# Record set start
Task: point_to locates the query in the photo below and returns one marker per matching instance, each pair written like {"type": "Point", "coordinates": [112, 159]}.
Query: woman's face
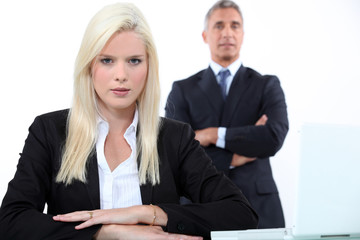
{"type": "Point", "coordinates": [120, 72]}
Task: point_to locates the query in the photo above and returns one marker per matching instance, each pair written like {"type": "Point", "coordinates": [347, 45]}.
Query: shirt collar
{"type": "Point", "coordinates": [233, 68]}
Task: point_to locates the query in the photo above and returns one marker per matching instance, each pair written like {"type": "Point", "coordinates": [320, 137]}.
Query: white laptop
{"type": "Point", "coordinates": [328, 195]}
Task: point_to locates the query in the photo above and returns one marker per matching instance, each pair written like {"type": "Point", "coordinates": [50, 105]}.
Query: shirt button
{"type": "Point", "coordinates": [180, 227]}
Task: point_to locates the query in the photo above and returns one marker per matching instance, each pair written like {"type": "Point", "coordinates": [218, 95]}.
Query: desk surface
{"type": "Point", "coordinates": [269, 234]}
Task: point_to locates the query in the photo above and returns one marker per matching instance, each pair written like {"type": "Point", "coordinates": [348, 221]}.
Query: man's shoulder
{"type": "Point", "coordinates": [191, 79]}
{"type": "Point", "coordinates": [253, 74]}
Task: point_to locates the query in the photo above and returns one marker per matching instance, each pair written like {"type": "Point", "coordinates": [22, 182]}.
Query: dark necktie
{"type": "Point", "coordinates": [223, 75]}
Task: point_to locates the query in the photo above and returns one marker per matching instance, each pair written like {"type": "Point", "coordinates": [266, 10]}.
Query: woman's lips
{"type": "Point", "coordinates": [120, 91]}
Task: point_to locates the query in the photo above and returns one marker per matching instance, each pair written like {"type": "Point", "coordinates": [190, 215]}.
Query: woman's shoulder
{"type": "Point", "coordinates": [59, 114]}
{"type": "Point", "coordinates": [57, 118]}
{"type": "Point", "coordinates": [174, 127]}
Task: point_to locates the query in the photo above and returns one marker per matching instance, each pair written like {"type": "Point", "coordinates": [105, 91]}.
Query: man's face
{"type": "Point", "coordinates": [224, 35]}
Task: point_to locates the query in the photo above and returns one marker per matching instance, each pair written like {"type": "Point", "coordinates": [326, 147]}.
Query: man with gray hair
{"type": "Point", "coordinates": [239, 115]}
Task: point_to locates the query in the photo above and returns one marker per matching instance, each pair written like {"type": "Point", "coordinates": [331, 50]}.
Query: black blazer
{"type": "Point", "coordinates": [184, 170]}
{"type": "Point", "coordinates": [197, 100]}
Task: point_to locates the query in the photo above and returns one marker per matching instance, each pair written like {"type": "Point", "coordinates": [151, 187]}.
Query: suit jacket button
{"type": "Point", "coordinates": [180, 227]}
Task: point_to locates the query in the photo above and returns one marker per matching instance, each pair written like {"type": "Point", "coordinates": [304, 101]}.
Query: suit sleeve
{"type": "Point", "coordinates": [176, 107]}
{"type": "Point", "coordinates": [21, 213]}
{"type": "Point", "coordinates": [262, 141]}
{"type": "Point", "coordinates": [217, 204]}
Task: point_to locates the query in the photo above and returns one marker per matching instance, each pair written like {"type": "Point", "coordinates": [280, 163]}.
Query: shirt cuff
{"type": "Point", "coordinates": [221, 137]}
# Record set end
Copy out all the data exactly; skip the pictures.

Task: point_to locates the query in the photo below and returns one marker per matching instance, each pair written like {"type": "Point", "coordinates": [112, 159]}.
Query: woman's face
{"type": "Point", "coordinates": [120, 72]}
Task: point_to locates the query in the photo above and returns one marker per matching instance, each pair written like {"type": "Point", "coordinates": [347, 45]}.
Query: shirt collar
{"type": "Point", "coordinates": [233, 68]}
Task: point_to locates the query in the photo above and returns one marker per matching instance, each pair written like {"type": "Point", "coordinates": [320, 137]}.
Query: white laptop
{"type": "Point", "coordinates": [328, 195]}
Task: point_to locates the query in the photo above and returns one marker per matching instance, each pair written like {"type": "Point", "coordinates": [50, 105]}.
Query: shirt button
{"type": "Point", "coordinates": [180, 227]}
Task: point_to locates the query in the photo above and returns one marker per matching instance, each pair written like {"type": "Point", "coordinates": [218, 95]}.
Query: desk surface
{"type": "Point", "coordinates": [269, 234]}
Task: point_to locates the query in the photo above and returns one marker per matching instance, each pair written like {"type": "Point", "coordinates": [348, 221]}.
Query: man's shoulder
{"type": "Point", "coordinates": [191, 79]}
{"type": "Point", "coordinates": [253, 74]}
Task: point_to locates the query in the photo above and returns one marker per matching instance, each pair written like {"type": "Point", "coordinates": [22, 182]}.
Query: dark necktie
{"type": "Point", "coordinates": [223, 75]}
Task: point_to locates the query in the photo above and returns one marker per matching instance, each pair written like {"type": "Point", "coordinates": [266, 10]}.
Query: woman's lips
{"type": "Point", "coordinates": [120, 91]}
Task: point_to locates the query in the photo above and returns one marker per matching instance, each pair written like {"type": "Point", "coordinates": [190, 215]}.
Query: woman's shoulder
{"type": "Point", "coordinates": [59, 114]}
{"type": "Point", "coordinates": [57, 118]}
{"type": "Point", "coordinates": [174, 127]}
Task: point_to locates the query in the photo above and returns one marker per matching instance, each pair written like {"type": "Point", "coordinates": [105, 91]}.
Query: man's face
{"type": "Point", "coordinates": [224, 35]}
Task: point_to locates the query in the photo above and returns one marker per matching instance, each pair written like {"type": "Point", "coordinates": [326, 147]}.
Query: man with gray hair
{"type": "Point", "coordinates": [239, 115]}
Task: point_to locates the query in the photo above and returns one marker per matching instance, each pair written like {"type": "Point", "coordinates": [331, 50]}.
Query: black blazer
{"type": "Point", "coordinates": [184, 170]}
{"type": "Point", "coordinates": [197, 100]}
Task: point_to locates the query in the photo above and returns one marker per matching instance, each pair written like {"type": "Point", "coordinates": [151, 187]}.
Query: suit jacket button
{"type": "Point", "coordinates": [180, 227]}
Task: point_to locates the query in the photo above and returns one marker per matching instance, each pair written like {"type": "Point", "coordinates": [304, 101]}.
Query: suit sleeve
{"type": "Point", "coordinates": [176, 107]}
{"type": "Point", "coordinates": [21, 213]}
{"type": "Point", "coordinates": [262, 141]}
{"type": "Point", "coordinates": [217, 204]}
Task: point_to locates the query in the photo above and returns one marker per matching instance, each pair written like {"type": "Point", "coordinates": [280, 163]}.
Query: shirt cuff
{"type": "Point", "coordinates": [221, 137]}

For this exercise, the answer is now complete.